▸ What is asked: In the material below, take the part that opens with the line containing "Where can you spot the baseboard" and runs through the end of the material, and write it out again with "picture" replaced by "image". Leave everything else in that part unchanged.

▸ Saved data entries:
══════════════════════════════
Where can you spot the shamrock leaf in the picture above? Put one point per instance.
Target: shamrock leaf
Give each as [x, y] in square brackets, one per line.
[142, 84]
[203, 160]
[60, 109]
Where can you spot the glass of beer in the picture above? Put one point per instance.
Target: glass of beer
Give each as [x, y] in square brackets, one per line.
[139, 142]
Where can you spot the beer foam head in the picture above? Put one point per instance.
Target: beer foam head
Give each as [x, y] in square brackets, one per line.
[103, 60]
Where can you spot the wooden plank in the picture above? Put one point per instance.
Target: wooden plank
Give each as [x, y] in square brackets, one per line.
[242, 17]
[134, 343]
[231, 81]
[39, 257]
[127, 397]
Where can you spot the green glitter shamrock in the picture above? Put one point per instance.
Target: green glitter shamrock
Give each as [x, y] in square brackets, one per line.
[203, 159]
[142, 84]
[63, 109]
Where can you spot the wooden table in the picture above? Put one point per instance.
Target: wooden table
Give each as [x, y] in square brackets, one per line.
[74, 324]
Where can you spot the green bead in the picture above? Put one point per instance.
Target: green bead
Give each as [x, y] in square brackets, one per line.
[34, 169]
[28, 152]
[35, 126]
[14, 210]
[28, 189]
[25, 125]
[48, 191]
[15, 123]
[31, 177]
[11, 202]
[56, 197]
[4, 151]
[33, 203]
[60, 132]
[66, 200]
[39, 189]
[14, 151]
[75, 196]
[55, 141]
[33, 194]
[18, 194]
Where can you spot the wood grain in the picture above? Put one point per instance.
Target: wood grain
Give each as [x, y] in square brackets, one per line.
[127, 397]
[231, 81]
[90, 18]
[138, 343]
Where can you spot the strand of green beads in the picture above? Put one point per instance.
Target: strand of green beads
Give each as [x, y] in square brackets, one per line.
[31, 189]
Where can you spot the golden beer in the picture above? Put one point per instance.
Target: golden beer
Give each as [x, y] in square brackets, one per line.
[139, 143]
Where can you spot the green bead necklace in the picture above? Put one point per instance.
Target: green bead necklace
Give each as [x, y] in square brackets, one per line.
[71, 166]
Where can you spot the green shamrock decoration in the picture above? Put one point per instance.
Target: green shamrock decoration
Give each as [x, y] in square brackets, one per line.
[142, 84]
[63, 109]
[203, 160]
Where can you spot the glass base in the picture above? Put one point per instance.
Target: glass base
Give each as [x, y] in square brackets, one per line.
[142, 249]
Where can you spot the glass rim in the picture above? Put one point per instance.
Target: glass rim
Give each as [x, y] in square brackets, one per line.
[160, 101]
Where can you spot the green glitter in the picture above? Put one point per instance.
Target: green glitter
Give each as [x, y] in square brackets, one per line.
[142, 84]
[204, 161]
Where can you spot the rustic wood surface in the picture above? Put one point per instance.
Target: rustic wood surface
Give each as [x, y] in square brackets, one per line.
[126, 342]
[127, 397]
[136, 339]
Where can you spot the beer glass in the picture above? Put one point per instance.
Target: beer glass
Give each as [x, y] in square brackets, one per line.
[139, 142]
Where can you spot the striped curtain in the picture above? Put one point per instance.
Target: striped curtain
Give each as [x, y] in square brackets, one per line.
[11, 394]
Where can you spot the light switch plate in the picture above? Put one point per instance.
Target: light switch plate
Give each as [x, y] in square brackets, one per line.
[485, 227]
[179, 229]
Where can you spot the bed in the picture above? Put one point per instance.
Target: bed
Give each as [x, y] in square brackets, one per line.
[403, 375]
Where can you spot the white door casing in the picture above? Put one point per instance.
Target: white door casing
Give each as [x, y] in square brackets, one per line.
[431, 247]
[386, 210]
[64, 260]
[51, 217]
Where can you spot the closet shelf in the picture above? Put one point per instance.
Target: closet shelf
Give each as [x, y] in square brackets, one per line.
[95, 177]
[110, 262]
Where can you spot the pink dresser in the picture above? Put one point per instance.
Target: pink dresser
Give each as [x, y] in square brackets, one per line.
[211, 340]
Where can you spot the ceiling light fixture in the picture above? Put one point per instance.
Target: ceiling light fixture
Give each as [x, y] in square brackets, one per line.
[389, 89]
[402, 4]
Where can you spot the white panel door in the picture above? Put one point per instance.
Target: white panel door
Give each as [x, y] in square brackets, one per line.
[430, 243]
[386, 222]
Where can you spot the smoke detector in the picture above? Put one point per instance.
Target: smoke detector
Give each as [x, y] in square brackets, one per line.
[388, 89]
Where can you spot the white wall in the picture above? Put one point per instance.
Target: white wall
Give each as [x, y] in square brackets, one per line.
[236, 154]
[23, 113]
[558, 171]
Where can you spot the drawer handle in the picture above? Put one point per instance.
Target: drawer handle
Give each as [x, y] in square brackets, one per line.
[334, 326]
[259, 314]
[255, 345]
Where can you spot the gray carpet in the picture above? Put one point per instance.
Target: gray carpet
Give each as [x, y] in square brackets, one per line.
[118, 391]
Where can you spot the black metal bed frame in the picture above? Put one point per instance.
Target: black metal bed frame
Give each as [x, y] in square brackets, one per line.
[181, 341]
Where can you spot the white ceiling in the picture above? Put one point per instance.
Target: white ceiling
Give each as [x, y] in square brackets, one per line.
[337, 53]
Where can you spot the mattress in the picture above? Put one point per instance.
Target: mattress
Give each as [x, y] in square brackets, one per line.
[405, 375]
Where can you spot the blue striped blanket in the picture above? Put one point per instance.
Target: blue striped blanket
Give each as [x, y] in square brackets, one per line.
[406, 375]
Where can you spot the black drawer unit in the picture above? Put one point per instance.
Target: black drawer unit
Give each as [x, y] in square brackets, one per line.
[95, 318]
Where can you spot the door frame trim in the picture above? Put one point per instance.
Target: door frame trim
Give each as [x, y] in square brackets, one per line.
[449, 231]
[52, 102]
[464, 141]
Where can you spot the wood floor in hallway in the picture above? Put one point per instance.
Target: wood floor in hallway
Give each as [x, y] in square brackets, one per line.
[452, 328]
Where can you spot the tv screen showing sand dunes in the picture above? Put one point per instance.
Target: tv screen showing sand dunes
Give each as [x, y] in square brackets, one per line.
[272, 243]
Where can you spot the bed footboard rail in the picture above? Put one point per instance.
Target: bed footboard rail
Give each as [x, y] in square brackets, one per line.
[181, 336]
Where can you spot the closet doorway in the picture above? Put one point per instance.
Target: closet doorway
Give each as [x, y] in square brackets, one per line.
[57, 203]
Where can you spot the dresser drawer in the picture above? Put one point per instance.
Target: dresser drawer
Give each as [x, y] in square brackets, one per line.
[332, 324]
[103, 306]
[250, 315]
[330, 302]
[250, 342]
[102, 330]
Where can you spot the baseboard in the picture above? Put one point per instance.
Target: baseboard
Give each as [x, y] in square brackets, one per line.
══════════════════════════════
▸ Full response:
Where can you spot the baseboard in the image above? Put one point per instance.
Target: baseboard
Give each as [x, y] in square brackets, one per line.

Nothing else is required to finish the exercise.